• Excerpted records
#####

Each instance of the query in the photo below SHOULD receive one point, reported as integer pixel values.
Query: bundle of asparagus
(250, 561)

#####

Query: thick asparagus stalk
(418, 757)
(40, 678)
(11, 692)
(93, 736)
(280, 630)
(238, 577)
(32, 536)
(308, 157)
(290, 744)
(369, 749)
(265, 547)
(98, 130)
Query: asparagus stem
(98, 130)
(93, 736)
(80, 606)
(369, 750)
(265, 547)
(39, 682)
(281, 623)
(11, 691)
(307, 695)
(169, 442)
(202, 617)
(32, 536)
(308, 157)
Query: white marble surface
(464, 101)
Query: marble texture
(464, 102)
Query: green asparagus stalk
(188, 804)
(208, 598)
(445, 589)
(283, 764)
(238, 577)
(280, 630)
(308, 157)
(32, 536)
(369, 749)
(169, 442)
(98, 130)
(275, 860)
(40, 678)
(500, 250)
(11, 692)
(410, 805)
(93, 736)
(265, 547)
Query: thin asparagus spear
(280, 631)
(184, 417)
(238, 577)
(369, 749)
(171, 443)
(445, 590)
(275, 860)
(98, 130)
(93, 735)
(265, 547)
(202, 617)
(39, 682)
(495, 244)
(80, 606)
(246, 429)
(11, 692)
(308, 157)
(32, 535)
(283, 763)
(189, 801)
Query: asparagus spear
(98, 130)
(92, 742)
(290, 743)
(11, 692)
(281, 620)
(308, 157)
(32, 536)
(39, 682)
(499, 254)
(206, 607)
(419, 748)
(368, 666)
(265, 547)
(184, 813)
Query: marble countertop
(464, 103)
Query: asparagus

#####

• Exercise task
Count the rows above that contain the word "stalk" and reply with that number alone.

• Completed task
2